▶ [BRIEF]
Locate every line in the records that contains the word "chair", and copy each such line.

▶ [RECORDS TO PROCESS]
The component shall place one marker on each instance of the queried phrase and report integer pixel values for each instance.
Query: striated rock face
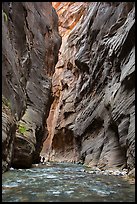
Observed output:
(92, 119)
(30, 45)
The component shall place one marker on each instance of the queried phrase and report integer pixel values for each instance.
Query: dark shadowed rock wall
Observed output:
(30, 45)
(93, 114)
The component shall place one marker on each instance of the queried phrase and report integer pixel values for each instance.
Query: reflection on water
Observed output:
(64, 182)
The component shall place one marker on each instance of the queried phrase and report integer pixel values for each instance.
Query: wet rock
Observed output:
(97, 107)
(30, 52)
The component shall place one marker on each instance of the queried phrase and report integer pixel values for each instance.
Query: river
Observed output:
(64, 182)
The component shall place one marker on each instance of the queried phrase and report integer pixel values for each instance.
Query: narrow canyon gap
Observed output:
(92, 117)
(30, 46)
(84, 86)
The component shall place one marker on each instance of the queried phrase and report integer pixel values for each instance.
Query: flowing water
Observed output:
(64, 182)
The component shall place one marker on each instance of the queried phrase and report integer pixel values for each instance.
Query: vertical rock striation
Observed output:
(94, 106)
(30, 45)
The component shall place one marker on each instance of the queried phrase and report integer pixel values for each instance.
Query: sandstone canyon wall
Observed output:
(30, 45)
(92, 118)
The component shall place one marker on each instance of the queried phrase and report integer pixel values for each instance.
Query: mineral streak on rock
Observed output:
(93, 114)
(30, 45)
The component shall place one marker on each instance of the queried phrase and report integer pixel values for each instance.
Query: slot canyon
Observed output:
(68, 84)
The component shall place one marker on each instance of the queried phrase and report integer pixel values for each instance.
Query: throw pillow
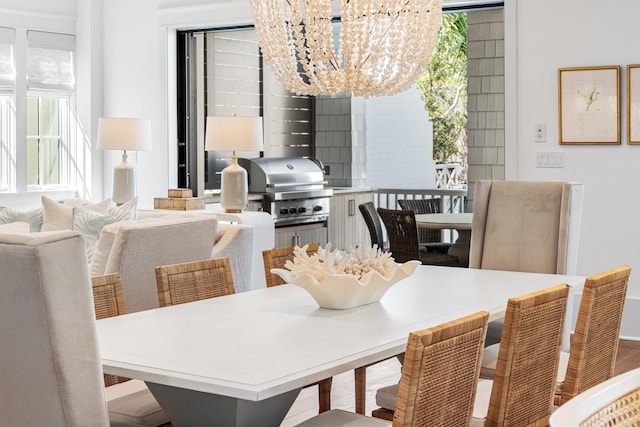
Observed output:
(33, 217)
(18, 227)
(90, 223)
(58, 216)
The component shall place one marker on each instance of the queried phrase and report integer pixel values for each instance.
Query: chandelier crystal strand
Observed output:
(382, 49)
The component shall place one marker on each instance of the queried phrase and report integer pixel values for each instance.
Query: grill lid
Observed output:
(283, 174)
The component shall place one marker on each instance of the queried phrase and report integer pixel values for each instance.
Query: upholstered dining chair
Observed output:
(194, 281)
(402, 233)
(530, 226)
(50, 359)
(438, 382)
(128, 400)
(428, 238)
(371, 218)
(277, 257)
(523, 388)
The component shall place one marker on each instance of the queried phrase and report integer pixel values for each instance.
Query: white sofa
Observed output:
(134, 247)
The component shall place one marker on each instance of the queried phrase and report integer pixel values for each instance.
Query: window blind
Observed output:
(7, 62)
(239, 82)
(50, 61)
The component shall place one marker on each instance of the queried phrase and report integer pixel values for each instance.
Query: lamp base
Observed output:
(234, 188)
(124, 182)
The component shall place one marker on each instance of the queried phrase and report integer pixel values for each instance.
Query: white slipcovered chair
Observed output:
(50, 361)
(136, 248)
(236, 242)
(530, 226)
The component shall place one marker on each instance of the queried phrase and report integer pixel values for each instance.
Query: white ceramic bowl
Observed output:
(342, 291)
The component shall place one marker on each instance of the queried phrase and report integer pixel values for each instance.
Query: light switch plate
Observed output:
(549, 159)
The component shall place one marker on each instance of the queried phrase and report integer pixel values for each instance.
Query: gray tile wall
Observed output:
(485, 123)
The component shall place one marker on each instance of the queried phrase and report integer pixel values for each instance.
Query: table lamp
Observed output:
(124, 134)
(234, 134)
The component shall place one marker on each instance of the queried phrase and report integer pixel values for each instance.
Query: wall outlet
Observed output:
(549, 159)
(540, 132)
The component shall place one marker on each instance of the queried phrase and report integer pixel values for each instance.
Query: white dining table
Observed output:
(461, 222)
(241, 360)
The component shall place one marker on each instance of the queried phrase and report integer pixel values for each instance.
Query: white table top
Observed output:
(458, 221)
(259, 344)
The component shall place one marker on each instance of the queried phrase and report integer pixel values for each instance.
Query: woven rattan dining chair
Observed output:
(592, 356)
(522, 390)
(428, 238)
(594, 346)
(194, 281)
(438, 382)
(371, 218)
(615, 402)
(402, 233)
(129, 401)
(276, 258)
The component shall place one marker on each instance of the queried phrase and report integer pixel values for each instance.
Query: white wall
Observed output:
(542, 36)
(399, 142)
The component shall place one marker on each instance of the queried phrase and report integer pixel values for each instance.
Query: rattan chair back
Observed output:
(440, 373)
(371, 218)
(194, 281)
(524, 383)
(592, 356)
(424, 206)
(276, 258)
(108, 301)
(614, 402)
(402, 233)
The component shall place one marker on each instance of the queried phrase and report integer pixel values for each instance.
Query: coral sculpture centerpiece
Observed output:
(344, 279)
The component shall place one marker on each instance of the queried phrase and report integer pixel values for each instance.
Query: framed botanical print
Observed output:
(633, 104)
(589, 105)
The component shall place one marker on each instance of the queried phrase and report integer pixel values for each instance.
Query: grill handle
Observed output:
(352, 207)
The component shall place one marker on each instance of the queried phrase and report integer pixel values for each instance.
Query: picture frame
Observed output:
(589, 105)
(633, 104)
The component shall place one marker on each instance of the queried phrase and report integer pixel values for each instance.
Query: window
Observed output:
(46, 119)
(221, 72)
(7, 109)
(50, 84)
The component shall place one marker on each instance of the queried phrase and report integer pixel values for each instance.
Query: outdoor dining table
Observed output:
(461, 222)
(241, 360)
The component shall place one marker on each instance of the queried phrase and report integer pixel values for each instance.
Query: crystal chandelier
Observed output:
(382, 48)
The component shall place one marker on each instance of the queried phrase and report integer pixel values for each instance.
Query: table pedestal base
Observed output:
(460, 247)
(189, 408)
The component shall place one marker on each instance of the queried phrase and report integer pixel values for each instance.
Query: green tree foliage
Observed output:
(444, 88)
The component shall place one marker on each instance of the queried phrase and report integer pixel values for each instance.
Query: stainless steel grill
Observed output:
(293, 188)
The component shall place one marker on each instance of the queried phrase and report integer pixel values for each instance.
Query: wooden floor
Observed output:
(388, 372)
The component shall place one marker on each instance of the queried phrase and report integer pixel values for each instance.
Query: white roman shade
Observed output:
(7, 62)
(50, 61)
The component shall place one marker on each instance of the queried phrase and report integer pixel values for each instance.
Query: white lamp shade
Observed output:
(124, 134)
(233, 133)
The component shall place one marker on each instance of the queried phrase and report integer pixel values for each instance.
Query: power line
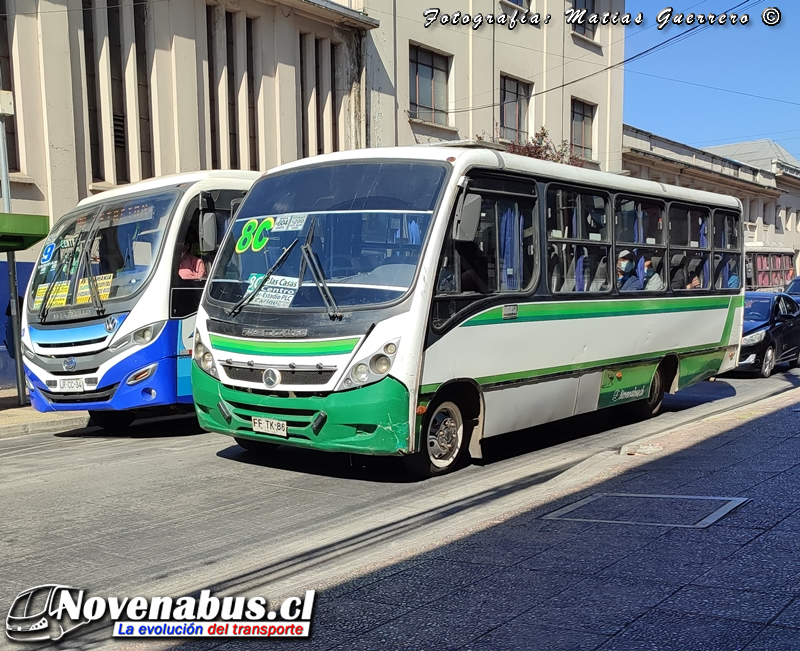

▶ [EXPECTED ANSWER]
Query: upholstered dining chair
Query: white slipcovered chair
Query: woven rattan dining chair
Query: rattan chair back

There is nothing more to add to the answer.